begin MATERIAL SHOWN

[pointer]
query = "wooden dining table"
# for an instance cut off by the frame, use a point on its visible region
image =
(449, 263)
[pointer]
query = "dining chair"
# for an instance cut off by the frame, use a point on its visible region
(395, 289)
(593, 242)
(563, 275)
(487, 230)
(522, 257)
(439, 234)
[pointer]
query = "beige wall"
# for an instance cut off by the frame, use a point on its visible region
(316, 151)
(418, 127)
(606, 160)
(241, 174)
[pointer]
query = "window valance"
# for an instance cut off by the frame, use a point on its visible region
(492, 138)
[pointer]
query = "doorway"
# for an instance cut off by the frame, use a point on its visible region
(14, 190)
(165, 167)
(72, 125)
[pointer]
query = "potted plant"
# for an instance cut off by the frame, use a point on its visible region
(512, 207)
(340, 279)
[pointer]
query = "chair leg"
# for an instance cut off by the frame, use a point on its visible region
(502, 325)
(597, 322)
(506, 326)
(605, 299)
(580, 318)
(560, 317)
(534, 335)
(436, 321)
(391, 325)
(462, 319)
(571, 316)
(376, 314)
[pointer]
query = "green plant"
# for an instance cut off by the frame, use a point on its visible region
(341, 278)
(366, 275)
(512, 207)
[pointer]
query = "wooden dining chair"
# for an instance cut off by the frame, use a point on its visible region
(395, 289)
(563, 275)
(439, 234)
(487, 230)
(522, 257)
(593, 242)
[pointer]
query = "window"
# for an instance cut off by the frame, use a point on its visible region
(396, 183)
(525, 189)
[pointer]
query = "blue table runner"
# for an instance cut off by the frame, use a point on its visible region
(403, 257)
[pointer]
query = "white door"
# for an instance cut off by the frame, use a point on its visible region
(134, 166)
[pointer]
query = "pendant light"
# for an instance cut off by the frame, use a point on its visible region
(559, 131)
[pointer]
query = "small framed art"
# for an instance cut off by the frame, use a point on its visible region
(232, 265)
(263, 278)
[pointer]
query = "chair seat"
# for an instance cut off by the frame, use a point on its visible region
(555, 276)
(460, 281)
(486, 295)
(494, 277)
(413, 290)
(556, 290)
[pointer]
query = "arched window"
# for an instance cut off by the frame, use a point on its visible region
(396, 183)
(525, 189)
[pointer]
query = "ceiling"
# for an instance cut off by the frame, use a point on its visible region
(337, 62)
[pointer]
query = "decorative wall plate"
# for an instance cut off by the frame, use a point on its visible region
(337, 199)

end MATERIAL SHOWN

• [WORK TO BE COMPLETED] Copy out the data shown above without altering anything.

• [ANSWER BELOW]
[pointer]
query = "wooden dining table"
# for an instance cut off by the frame, use a point on its visible region
image =
(449, 263)
[pointer]
query = "dining chair"
# for an instance cut off by the frame, use a point on its visible region
(395, 289)
(593, 242)
(563, 275)
(487, 230)
(522, 257)
(439, 234)
[pointer]
query = "beige wall"
# for an instance cut off by the frame, use a point on its visible region
(316, 151)
(418, 127)
(606, 160)
(241, 174)
[pointer]
query = "window valance"
# for an instance cut off by the frame, use a point on its visible region
(492, 138)
[pointer]
query = "doorway"
# for an instance cut off by the frame, use a point on its visible region
(14, 190)
(165, 167)
(72, 125)
[pointer]
query = "potted plant"
# for an instance cut off by the frame, use a point on its visible region
(512, 207)
(340, 279)
[pointer]
query = "chair leg"
# for an instance cut off by the frame, use a point on its visible region
(502, 325)
(597, 322)
(506, 326)
(605, 299)
(580, 318)
(560, 317)
(534, 335)
(436, 321)
(391, 325)
(462, 319)
(571, 316)
(376, 314)
[pointer]
query = "green plant"
# for an instance cut off by the frame, use a point on its visible region
(341, 278)
(366, 275)
(512, 207)
[pointer]
query = "wooden dining chair"
# for an instance cut off by the frame, use a point on its visible region
(395, 289)
(563, 275)
(439, 234)
(487, 230)
(522, 257)
(593, 242)
[pointer]
query = "window"
# for an instance cut off by the frame, use a point on its visible region
(396, 183)
(525, 189)
[pointer]
query = "blue table runner"
# for an instance cut off by the frame, use a point on its visible region
(403, 257)
[pointer]
query = "white door"
# for an instance cut off by the frame, use a point on its visible region
(134, 166)
[pointer]
query = "pendant light"
# for an instance cut off by the frame, use a point on its visible region
(559, 131)
[pointer]
query = "small framed art"
# for an instance cut off by the frame, use a point on its visible region
(232, 265)
(263, 278)
[pointer]
query = "chair seat"
# for an instance cut off by the frame, use a point on its visible region
(555, 276)
(460, 281)
(486, 295)
(494, 277)
(413, 290)
(556, 290)
[pointer]
query = "arched window"
# for an instance cut off by the frame, use a point on its visible region
(396, 183)
(525, 189)
[pointer]
query = "ceiling"
# for an instance cut off by the frame, use a point on its visible region
(337, 62)
[pointer]
query = "decorative wall plate"
# for an instance cut off by the frame, use a point on its visible region
(337, 199)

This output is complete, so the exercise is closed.